- **Input material**

───

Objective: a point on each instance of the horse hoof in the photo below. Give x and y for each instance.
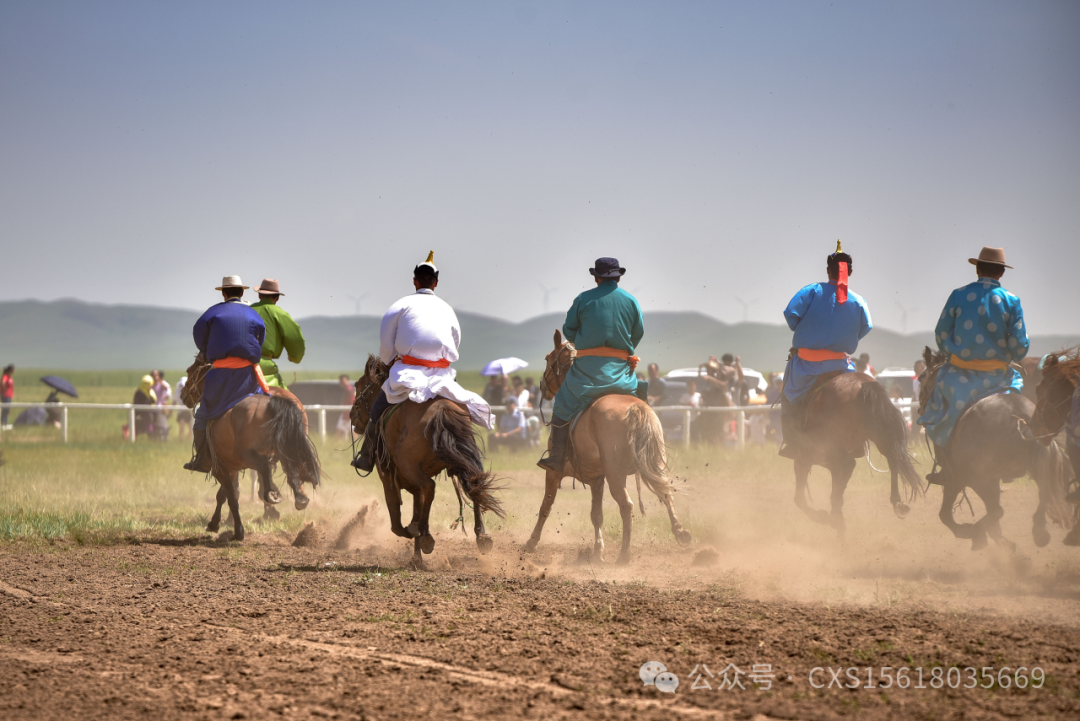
(484, 542)
(427, 543)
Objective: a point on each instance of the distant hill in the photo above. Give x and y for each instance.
(73, 335)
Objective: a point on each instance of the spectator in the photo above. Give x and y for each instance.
(691, 397)
(863, 365)
(520, 393)
(164, 393)
(534, 390)
(183, 417)
(512, 425)
(496, 390)
(348, 397)
(7, 395)
(145, 396)
(658, 386)
(920, 368)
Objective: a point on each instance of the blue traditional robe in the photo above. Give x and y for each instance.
(228, 329)
(603, 316)
(821, 323)
(982, 324)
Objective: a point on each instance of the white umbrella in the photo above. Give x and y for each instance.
(503, 367)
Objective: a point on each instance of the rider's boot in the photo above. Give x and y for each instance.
(201, 462)
(365, 460)
(556, 454)
(791, 426)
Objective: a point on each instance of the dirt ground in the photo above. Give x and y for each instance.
(199, 627)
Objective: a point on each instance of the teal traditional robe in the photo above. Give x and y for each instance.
(604, 316)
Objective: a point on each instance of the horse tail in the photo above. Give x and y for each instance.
(646, 438)
(886, 427)
(1053, 472)
(453, 441)
(288, 437)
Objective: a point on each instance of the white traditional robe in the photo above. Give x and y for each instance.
(426, 327)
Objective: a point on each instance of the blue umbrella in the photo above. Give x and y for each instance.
(62, 384)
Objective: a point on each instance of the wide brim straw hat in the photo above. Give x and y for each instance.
(993, 256)
(231, 282)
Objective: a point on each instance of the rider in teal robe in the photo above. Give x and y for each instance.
(603, 317)
(981, 330)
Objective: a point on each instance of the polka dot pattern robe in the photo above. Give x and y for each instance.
(981, 322)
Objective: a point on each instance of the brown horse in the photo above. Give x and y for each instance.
(417, 441)
(1054, 392)
(616, 436)
(256, 433)
(990, 445)
(845, 415)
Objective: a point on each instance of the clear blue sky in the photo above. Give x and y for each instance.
(717, 149)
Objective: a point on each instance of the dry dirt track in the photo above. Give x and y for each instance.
(163, 629)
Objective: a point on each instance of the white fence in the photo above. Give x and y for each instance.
(689, 413)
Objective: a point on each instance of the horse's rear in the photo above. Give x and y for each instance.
(617, 436)
(845, 413)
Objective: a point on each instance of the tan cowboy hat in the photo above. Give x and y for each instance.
(988, 255)
(269, 287)
(231, 282)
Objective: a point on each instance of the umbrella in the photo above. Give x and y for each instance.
(61, 384)
(503, 367)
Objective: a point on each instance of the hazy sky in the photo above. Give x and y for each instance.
(717, 149)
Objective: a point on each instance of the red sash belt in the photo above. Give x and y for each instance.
(606, 352)
(821, 354)
(230, 362)
(409, 361)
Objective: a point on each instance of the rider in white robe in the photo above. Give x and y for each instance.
(420, 335)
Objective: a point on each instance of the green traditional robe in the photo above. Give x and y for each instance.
(604, 316)
(283, 332)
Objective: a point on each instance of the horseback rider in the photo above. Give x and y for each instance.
(605, 324)
(981, 330)
(828, 321)
(230, 336)
(283, 332)
(420, 336)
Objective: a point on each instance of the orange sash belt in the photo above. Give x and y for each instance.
(606, 352)
(821, 354)
(233, 363)
(409, 361)
(977, 365)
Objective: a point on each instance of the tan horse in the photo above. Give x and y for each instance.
(616, 436)
(417, 443)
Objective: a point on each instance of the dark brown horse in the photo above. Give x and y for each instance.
(1060, 377)
(417, 441)
(990, 444)
(616, 436)
(845, 415)
(256, 433)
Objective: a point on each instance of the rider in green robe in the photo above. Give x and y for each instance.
(283, 332)
(605, 325)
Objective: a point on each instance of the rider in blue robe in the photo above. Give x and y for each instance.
(981, 330)
(603, 320)
(230, 329)
(828, 321)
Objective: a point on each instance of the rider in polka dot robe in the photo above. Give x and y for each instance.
(981, 330)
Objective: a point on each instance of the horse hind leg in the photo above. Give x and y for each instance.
(551, 488)
(597, 517)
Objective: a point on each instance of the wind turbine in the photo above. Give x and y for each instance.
(903, 316)
(358, 300)
(745, 305)
(547, 295)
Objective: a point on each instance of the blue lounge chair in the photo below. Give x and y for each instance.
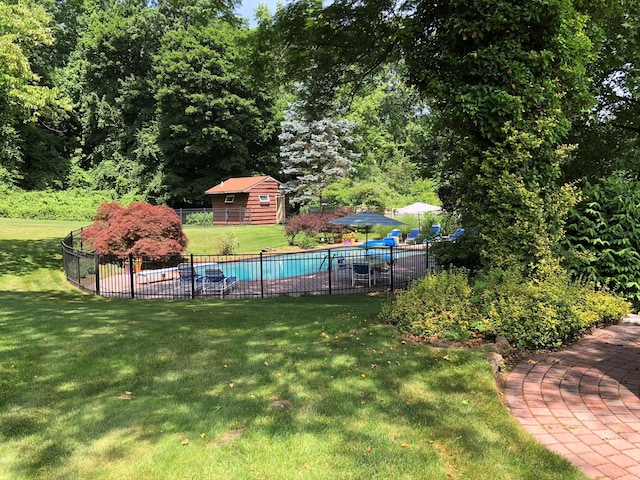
(396, 232)
(216, 282)
(457, 234)
(413, 235)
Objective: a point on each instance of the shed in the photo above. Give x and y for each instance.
(248, 201)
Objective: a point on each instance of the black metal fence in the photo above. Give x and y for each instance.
(335, 270)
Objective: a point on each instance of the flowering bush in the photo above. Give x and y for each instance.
(140, 229)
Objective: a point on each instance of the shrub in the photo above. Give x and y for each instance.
(314, 223)
(201, 218)
(603, 236)
(546, 309)
(463, 253)
(305, 241)
(543, 310)
(72, 204)
(140, 229)
(226, 243)
(438, 304)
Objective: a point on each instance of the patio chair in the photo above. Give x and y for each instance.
(413, 236)
(216, 282)
(396, 232)
(342, 263)
(187, 278)
(362, 272)
(435, 233)
(384, 272)
(455, 235)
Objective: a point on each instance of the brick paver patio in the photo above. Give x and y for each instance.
(584, 402)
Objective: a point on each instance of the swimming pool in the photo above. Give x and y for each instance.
(277, 267)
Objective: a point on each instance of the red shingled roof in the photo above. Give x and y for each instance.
(238, 185)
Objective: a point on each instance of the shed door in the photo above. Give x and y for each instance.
(280, 209)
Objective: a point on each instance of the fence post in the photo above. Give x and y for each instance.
(391, 262)
(193, 277)
(261, 277)
(131, 277)
(96, 260)
(329, 267)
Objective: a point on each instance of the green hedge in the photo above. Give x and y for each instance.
(73, 205)
(602, 239)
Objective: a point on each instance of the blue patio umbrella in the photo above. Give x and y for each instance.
(366, 219)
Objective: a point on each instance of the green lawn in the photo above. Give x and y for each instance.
(284, 388)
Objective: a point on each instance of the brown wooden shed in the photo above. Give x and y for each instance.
(248, 201)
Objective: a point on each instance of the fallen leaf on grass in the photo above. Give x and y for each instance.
(227, 437)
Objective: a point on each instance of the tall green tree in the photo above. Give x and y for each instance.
(507, 77)
(609, 135)
(24, 100)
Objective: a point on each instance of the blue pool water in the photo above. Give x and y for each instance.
(275, 267)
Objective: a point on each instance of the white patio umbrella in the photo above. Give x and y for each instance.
(418, 208)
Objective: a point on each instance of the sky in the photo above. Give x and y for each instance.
(248, 7)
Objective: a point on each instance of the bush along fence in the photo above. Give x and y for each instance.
(337, 270)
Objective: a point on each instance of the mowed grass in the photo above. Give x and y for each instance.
(285, 388)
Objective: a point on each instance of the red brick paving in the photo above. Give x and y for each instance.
(584, 402)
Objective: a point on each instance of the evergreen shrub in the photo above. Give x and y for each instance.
(602, 241)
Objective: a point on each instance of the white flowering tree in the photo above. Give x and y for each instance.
(315, 153)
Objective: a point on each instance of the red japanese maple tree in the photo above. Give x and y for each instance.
(140, 229)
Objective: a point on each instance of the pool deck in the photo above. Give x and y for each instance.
(164, 283)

───

- **What needs to be done**
Transcribe the records above exactly and drop every picture.

- **Result for this exercise**
Objective: a point on each instance of the horse hoof in the photo below. Give x and y for each instance.
(484, 542)
(427, 543)
Objective: a point on each instance of the distant hill in the photo above. Give x and y for each instance.
(73, 335)
Objective: a point on each instance of the spectator in the photo above. Give x and y for each instance.
(691, 397)
(863, 365)
(520, 393)
(164, 393)
(534, 390)
(183, 417)
(512, 425)
(496, 390)
(348, 397)
(7, 395)
(145, 396)
(658, 386)
(920, 368)
Objective: a point on each instance of the blue traditional robe in the photo above. Give x and y for each instance.
(228, 329)
(603, 316)
(821, 323)
(982, 324)
Objective: a point on each instance of the white umbrella in the photo above. Give x and y for each instance.
(503, 367)
Objective: a point on each instance of the rider's boot in the photo above. Give x and y for each instance.
(201, 462)
(365, 460)
(556, 454)
(791, 426)
Objective: a point on each instance of the dirt ground in the photo above. Give x and y for each instance.
(199, 627)
Objective: a point on each instance of the teal traditional robe in the photo above. Give x and y for each instance.
(604, 316)
Objective: a point on each instance of the horse tail in the photo above. Give x and y for each instance.
(646, 438)
(886, 427)
(1053, 472)
(453, 441)
(288, 437)
Objective: a point on each instance of the white traditional robe in the photo above. Give x and y for each instance.
(426, 327)
Objective: a point on each instance of the blue umbrella in the photo above. Give x and y for each instance.
(62, 384)
Objective: a point on each instance of the wide brim straw hat in the photo above. Give x and y for each instance.
(993, 256)
(231, 282)
Objective: a point on each instance of the rider in teal robe in the photo above. Give x and y for each instance.
(603, 317)
(981, 330)
Objective: a point on each instance of the polka dot pattern robe in the photo above. Give x and y for each instance.
(981, 322)
Objective: a point on each instance of the brown horse in the photo above. Give x and y for each instance.
(417, 441)
(1054, 392)
(616, 436)
(256, 433)
(990, 445)
(845, 415)
Objective: a point on each instance of the clear blue sky in the photo above. Give x and y for each instance.
(717, 149)
Objective: a point on each instance of the dry dirt track in the photo above. Give x and y for each instance.
(163, 629)
Objective: a point on each instance of the white fence in the photo above. Give x and y for each instance.
(689, 413)
Objective: a point on each instance of the horse's rear in the photo above. Give x and y for each instance.
(617, 436)
(845, 413)
Objective: a point on each instance of the tan cowboy hat in the photo above. Give x and y for each instance.
(988, 255)
(269, 287)
(231, 282)
Objective: a point on each instance of the umbrella in the photo above. Give x and y for each instance.
(61, 384)
(503, 367)
Objective: a point on each instance of the hazy sky in the photo above. Give x and y for each instance.
(717, 149)
Objective: a point on each instance of the red sash belt in the photo above. Give x and y for each instance.
(606, 352)
(821, 354)
(230, 362)
(409, 361)
Objective: a point on each instance of the rider in white robe in the photo above. Give x and y for each instance.
(420, 335)
Objective: a point on each instance of the green traditional robe in the photo above. Give x and y for each instance.
(604, 316)
(283, 332)
Objective: a point on each instance of the horseback rider in the photo above. Give x and y for each instance.
(605, 324)
(981, 330)
(828, 321)
(230, 336)
(283, 332)
(420, 336)
Objective: a point on each instance of the orange sash belt in the photo above. Give x and y for each instance.
(606, 352)
(821, 354)
(233, 363)
(409, 361)
(977, 365)
Objective: a point on each instance of the tan horse in the photo above. Give x and y for each instance.
(616, 436)
(417, 443)
Objective: a point on each instance of the dark brown horse in the photo above. Give x and y for each instance.
(1060, 377)
(417, 441)
(990, 444)
(616, 436)
(845, 415)
(256, 433)
Objective: a point on each instance of the rider in green robe in the photo above. Give x and y for each instance.
(283, 332)
(605, 325)
Objective: a point on each instance of the rider in blue robe in the photo above. Give x and y for each instance.
(981, 330)
(603, 320)
(230, 329)
(828, 321)
Objective: a point on each instance of the rider in polka dot robe in the photo above. Give x and y for each instance.
(981, 330)
Objective: a point on each instance of the horse hind leg in the photo above. Give x and y for each instance.
(551, 488)
(597, 517)
Objective: a point on each instance of the wind turbine in the photo above. Give x and y for each instance.
(903, 316)
(358, 300)
(745, 305)
(547, 295)
Objective: a point on each instance of the blue lounge chair in the photo below. Give x and y for each instance.
(396, 232)
(216, 282)
(457, 234)
(413, 235)
Objective: a point on each instance of the shed in the photo above. Give x and y for each instance.
(248, 201)
Objective: a point on each instance of the black metal fence in the photo above. Give x and y for each instance.
(335, 270)
Objective: a point on each instance of the flowering bush in the photo above. Give x and y for each instance.
(140, 229)
Objective: a point on each instance of the shrub in the photo above. Give x and y for each instance.
(314, 223)
(201, 218)
(603, 236)
(546, 309)
(463, 253)
(305, 241)
(543, 310)
(72, 204)
(140, 229)
(226, 243)
(438, 304)
Objective: a point on each instance of the patio chair in the photo above. Give x and y for each instance.
(413, 236)
(216, 282)
(396, 232)
(342, 263)
(187, 278)
(362, 272)
(435, 233)
(384, 272)
(455, 235)
Objective: a point on each instance of the brick paver patio in the photo above. Give x and y for each instance.
(584, 402)
Objective: a point on each instance of the swimming pool in the photo above. Give x and y for each instance.
(277, 267)
Objective: a point on each instance of the red shingled roof in the photo above. Give x and y for each instance.
(238, 185)
Objective: a point on each instance of the shed door in the photo above. Give x and y for each instance.
(280, 209)
Objective: a point on each instance of the fence post in the photo above. Give x and y for each instance.
(391, 262)
(193, 277)
(261, 277)
(131, 277)
(96, 260)
(329, 267)
Objective: a point on each instance of the green hedge in the photo above. Give x and y for each instance.
(73, 205)
(602, 239)
Objective: a point on each instance of the blue patio umbrella in the photo above. Give x and y for each instance.
(366, 219)
Objective: a point on each instance of the green lawn in the photo above. Give x and y for each instance.
(284, 388)
Objective: a point on each instance of the brown wooden shed in the photo above. Give x and y for each instance.
(248, 201)
Objective: a point on each instance of the fallen leaf on grass in the photo above. Give x and y for each instance.
(227, 437)
Objective: a point on each instance of the tall green tree in the photo above. Give x and y for each instance.
(507, 77)
(609, 135)
(24, 100)
Objective: a point on each instance of the blue pool water in the photo above. Give x and y for each instance.
(275, 267)
Objective: a point on each instance of the white patio umbrella in the photo above. Give x and y for each instance.
(418, 208)
Objective: a point on each instance of the sky in the photo above. Give x and y for each instance.
(248, 7)
Objective: a point on each instance of the bush along fence in the photo above. Give x and y for each instance.
(337, 270)
Objective: a point on each instance of the mowed grass in the photo above. Give x and y for each instance.
(285, 388)
Objective: a point on each instance of the red brick paving in the photo above. Give x and y for each instance.
(584, 402)
Objective: a point on each instance of the evergreen shrub in the photo above. Give x and y for each instance.
(602, 241)
Objective: a point on each instance of the white flowering tree in the photo above. Give x and y for each instance.
(315, 153)
Objective: a point on each instance of the red japanese maple tree in the photo above. Give x and y for each instance.
(140, 229)
Objective: a point on each instance of the pool deck in the photo above. Give x and y for each instance.
(164, 283)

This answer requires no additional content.